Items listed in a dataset

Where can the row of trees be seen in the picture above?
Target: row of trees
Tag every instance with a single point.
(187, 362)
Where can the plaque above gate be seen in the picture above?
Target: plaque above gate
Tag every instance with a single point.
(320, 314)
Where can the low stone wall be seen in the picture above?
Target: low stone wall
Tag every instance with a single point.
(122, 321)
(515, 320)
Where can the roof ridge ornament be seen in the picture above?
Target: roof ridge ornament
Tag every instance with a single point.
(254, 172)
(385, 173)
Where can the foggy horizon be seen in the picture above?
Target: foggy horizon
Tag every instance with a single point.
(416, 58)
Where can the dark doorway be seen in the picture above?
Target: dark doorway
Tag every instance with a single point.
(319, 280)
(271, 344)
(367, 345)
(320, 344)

PROBLEM STATEMENT — Return exactly the lines from the line bearing "Where can the roof" to the end of the records, inclusive of both; include no other lines.

TASK RESPONSE —
Where can the roof ridge ornament be seen in the picture above?
Target: roof ridge ornament
Tag every instance with a single point.
(254, 172)
(385, 173)
Where can the foggy horizon be seen in the picture above?
Target: foggy horizon
Tag every instance with a single point.
(416, 58)
Where can the dark doorway be seen in the picture above?
Target: dark doorway
Tag every instance with a single point.
(319, 280)
(271, 344)
(367, 345)
(320, 344)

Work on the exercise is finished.